--- START OF Selected excerpt ---

# Long Ranger III (Remote dust collector switch)



## grubb

I upgraded my dust collection system this summer and went with the rockler remote system. It has a key chain remote about the same size as the one for my truck. It has been the become one of my favorite tools. I moved my dust collector into a dedicated room along with the air compressor and just click the button and open a blast gate. After working with a system like this I don't see how I ever worked without it.


----------



## DIYaholic

*Hi Ho Silver Away*....

Mine just arrived today!!! Yea!

Now I just have to finish the *"Basement Dungeon to Woodworkers Liar"* setup of my shop! You can follow my progress, or lack there of on MY Blog.

I hope this eliminates your *unbearable & physiologically excruciating burden* to save your lungs!!!


----------



## PCM

I've enjoyed using the PSI Longer Ranger for about 8 months. Its simple, convenient and effective which helps me use my HF 2HP dust collector more often. (You're not the only lazy A** out there). A highly recommended device.


----------



## Sawkerf

I got the Long Ranger 220v remote last summer to replace the Shop Fox unit. One of the Shop Fox transmitters had failed and they don't sell just the transmitters. Their systems are hard coded at the factory and can't be re-coded.

--- END OF Selected excerpt ---
--- START OF Data section ---

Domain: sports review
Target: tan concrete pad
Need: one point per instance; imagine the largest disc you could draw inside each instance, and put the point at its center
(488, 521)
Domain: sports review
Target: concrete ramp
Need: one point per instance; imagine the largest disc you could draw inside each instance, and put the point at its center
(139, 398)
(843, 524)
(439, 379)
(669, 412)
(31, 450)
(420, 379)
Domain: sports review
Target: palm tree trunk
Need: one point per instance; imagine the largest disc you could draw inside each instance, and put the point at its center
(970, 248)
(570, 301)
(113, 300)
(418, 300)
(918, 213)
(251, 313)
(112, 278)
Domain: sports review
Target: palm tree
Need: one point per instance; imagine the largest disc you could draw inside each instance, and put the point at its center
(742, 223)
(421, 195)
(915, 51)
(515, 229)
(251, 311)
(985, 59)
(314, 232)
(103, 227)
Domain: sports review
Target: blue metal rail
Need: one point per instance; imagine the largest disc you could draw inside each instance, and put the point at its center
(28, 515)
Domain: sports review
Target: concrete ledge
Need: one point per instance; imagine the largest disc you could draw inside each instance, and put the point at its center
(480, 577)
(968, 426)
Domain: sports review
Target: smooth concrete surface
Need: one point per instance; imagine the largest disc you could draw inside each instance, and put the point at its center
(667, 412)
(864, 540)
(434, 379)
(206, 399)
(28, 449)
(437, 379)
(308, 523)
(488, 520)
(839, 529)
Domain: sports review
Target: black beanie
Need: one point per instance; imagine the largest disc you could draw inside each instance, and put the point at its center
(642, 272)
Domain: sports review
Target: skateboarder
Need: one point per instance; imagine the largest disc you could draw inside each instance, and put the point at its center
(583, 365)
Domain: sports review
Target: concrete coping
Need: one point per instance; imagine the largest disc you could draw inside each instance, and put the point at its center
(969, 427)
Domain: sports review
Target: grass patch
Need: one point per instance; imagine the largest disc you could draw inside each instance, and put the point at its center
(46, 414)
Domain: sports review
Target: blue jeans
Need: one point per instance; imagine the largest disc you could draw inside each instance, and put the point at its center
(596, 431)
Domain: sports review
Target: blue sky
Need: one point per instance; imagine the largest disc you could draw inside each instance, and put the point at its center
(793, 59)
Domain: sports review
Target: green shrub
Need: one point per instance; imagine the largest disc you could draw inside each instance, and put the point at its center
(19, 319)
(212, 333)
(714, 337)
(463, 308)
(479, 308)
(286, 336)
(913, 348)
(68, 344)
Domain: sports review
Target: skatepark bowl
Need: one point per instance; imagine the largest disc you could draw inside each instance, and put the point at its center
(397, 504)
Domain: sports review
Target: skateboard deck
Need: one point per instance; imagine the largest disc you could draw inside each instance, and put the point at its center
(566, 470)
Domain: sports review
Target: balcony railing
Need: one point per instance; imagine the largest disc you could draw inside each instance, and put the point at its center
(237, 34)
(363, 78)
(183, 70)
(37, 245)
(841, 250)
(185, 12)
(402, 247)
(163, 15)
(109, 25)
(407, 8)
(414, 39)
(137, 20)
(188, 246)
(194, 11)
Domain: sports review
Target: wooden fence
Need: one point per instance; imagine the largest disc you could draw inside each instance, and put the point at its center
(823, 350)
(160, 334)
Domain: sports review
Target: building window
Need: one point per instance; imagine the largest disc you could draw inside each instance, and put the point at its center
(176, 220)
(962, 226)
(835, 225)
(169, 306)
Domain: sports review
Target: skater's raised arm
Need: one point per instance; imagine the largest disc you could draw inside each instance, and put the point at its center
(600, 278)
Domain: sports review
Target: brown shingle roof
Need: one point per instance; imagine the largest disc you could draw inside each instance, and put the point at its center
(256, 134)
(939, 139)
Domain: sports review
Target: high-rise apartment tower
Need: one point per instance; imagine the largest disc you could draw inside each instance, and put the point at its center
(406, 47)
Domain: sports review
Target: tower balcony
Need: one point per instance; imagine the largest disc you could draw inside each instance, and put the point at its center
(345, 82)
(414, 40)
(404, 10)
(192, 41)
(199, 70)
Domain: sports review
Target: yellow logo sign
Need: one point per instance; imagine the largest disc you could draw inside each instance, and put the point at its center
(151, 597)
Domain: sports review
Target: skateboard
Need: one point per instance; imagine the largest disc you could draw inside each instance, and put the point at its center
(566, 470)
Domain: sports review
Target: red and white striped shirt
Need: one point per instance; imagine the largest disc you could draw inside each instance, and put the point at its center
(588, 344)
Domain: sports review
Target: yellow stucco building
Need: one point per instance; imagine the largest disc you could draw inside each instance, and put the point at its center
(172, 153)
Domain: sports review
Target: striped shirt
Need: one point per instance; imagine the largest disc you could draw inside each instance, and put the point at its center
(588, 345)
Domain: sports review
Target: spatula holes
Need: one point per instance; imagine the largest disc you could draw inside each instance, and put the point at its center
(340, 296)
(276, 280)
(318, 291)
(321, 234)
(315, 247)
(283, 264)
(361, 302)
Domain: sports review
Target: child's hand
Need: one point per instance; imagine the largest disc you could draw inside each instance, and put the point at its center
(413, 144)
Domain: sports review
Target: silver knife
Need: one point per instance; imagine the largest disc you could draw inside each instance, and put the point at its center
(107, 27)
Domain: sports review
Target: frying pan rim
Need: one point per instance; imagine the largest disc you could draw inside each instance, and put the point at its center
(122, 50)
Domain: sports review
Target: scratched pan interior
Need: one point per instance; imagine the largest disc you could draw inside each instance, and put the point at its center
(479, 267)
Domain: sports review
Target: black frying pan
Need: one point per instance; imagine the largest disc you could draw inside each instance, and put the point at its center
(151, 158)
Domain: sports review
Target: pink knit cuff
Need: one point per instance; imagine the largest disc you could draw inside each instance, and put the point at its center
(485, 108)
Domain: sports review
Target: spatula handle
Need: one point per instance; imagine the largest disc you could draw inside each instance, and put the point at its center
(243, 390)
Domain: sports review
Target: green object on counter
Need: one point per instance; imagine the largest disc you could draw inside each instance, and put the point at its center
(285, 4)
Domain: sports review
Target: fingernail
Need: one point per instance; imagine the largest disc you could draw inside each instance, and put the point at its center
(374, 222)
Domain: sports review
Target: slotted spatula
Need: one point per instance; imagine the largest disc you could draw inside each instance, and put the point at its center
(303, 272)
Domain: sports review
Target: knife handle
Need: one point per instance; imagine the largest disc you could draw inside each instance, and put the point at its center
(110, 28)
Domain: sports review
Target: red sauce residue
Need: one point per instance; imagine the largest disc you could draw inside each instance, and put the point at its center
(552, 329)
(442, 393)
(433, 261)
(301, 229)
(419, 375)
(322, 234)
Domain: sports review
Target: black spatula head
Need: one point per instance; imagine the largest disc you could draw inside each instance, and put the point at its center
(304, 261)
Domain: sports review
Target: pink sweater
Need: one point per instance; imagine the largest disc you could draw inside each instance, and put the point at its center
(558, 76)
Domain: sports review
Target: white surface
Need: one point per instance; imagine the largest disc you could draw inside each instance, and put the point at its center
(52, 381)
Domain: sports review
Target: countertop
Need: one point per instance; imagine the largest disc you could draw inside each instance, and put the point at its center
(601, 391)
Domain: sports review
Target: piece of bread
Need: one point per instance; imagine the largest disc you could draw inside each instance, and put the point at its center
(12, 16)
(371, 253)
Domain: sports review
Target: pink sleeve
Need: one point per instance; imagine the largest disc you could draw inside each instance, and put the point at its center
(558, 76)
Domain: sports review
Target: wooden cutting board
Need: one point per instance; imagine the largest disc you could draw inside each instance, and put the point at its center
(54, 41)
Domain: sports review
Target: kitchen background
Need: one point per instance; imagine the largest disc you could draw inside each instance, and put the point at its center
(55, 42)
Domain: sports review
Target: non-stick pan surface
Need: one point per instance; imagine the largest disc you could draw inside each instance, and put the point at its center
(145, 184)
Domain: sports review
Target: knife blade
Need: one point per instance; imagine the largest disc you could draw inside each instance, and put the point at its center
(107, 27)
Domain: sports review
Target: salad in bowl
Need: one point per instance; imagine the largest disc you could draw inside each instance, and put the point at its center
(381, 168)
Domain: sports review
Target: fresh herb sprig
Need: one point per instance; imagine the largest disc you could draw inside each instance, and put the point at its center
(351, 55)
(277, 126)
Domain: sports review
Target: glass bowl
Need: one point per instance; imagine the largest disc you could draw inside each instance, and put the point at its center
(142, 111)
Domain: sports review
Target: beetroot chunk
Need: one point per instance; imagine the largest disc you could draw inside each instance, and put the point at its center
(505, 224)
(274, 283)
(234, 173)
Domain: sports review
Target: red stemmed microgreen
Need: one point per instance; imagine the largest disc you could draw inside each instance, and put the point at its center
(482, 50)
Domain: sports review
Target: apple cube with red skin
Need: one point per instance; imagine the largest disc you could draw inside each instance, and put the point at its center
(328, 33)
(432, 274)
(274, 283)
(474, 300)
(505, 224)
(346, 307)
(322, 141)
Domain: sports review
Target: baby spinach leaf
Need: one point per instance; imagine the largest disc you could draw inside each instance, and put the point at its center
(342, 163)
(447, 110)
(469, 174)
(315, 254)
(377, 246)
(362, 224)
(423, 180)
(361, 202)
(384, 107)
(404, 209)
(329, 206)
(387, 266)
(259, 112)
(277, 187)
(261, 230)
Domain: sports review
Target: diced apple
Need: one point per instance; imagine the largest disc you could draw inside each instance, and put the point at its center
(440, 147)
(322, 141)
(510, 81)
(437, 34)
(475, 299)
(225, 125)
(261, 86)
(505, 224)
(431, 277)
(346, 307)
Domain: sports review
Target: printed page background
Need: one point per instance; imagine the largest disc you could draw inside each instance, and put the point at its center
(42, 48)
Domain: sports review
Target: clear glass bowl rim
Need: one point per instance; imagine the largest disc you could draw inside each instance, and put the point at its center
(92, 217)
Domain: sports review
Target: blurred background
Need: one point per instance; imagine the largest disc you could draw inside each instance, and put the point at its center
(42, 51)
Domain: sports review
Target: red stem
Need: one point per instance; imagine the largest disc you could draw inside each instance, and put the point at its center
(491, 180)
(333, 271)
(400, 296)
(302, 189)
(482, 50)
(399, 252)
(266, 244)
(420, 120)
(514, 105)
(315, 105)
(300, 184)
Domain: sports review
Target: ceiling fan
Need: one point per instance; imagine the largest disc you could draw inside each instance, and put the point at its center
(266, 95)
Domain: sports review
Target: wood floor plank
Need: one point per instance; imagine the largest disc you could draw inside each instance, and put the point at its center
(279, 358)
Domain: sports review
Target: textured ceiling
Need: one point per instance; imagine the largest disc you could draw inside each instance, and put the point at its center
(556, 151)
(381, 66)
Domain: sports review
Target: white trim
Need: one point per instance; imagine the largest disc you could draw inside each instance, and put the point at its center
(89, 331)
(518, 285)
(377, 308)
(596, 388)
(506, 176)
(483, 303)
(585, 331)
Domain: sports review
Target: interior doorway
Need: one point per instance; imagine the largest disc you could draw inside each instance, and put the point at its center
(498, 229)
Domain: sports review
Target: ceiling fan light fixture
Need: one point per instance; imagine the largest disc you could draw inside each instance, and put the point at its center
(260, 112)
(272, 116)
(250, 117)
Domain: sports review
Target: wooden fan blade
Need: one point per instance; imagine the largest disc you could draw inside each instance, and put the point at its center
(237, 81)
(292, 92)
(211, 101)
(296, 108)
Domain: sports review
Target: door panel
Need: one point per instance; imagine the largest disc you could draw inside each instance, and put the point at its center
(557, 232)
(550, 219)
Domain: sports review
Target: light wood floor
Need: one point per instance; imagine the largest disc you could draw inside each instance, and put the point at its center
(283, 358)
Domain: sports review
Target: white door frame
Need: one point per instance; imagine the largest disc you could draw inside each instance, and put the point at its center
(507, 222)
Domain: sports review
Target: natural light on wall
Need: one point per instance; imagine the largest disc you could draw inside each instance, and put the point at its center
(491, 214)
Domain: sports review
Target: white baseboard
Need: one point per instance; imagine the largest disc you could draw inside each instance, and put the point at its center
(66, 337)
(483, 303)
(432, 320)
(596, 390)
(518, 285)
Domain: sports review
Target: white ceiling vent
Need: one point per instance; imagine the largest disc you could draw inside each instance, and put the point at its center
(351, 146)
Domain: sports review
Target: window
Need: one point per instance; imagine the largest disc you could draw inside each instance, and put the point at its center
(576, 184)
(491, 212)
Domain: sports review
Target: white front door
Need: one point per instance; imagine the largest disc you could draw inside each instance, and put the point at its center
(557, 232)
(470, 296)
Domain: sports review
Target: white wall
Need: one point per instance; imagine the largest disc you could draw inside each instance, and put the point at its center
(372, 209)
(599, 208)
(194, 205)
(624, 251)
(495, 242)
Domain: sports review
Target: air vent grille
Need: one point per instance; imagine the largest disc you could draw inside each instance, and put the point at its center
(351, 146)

--- END OF Data section ---

* **Given instruction 1**: Report how many lines of the records contain the string "floor", treating uppercase and lowercase as different. Give only the number.
* **Given instruction 2**: Extend the Long Ranger remote switch thread, picking up right after its final sentence.
The records have no connection to the Long Ranger remote switch thread.

* **Exercise output 1**: 2

* **Exercise output 2**:
The Long Ranger cost a bit more, but it seems to be a sturdier unit and it's easy to re-code additional transmitters. I keep three transmitters at convenient locations so I'm never more than a couple of steps away from one of them. Carrying a transmitter would be a non-starter for me since - within a few days - it would be somewheere in the house or truck. - lol


----------



## lurker

I've used this remote switch with my HF DC for over two years now without a problem.


----------



## Viking

I just got my Long Ranger about a month ago and am very pleased with it. I installed my HF DC on a flatbed cart along with a 30 gallon pre-separator to make both more mobile. In its normal parking position the power switch is on back making it even more awkward to reach it. The LR solved this well. I removed the belt clip and replaced with a small magnet and just stick the remote on the side of the DC when not using it. (my cell phone and tape measure didn't welcome an outsider on my belt) ;-)

Thanks for a great review. I had same issue with the bracket as well.

Good luck!


----------



## dustyal

Mine has been working great for over a year. I use it primarily for HF dust collector… but lately I've used it a lot for shopvac… very handy, convenient. Well worth the $'s.


----------



## Woodn88s

I've had the 220 model for over 5 yrs with no problems. just today I've had a problem with the handheld transmitter, I changed the battery but it still just turns on when it feels like it. I will buy a new hand held unit, you can easily change the codes so thats not a problem.


----------



## dorald

I've had mine for a little over a year and a half now. Works great EXCEPT a lot of the times the remote does NOT activate the HF unit. Sometimes I have to almost get on top of the receiver to get it to turn on. It is mounted in plain sight with no obstructions.

Any other deals guts???


----------



## splintergroup

Been using the 220V version for 5+ years now.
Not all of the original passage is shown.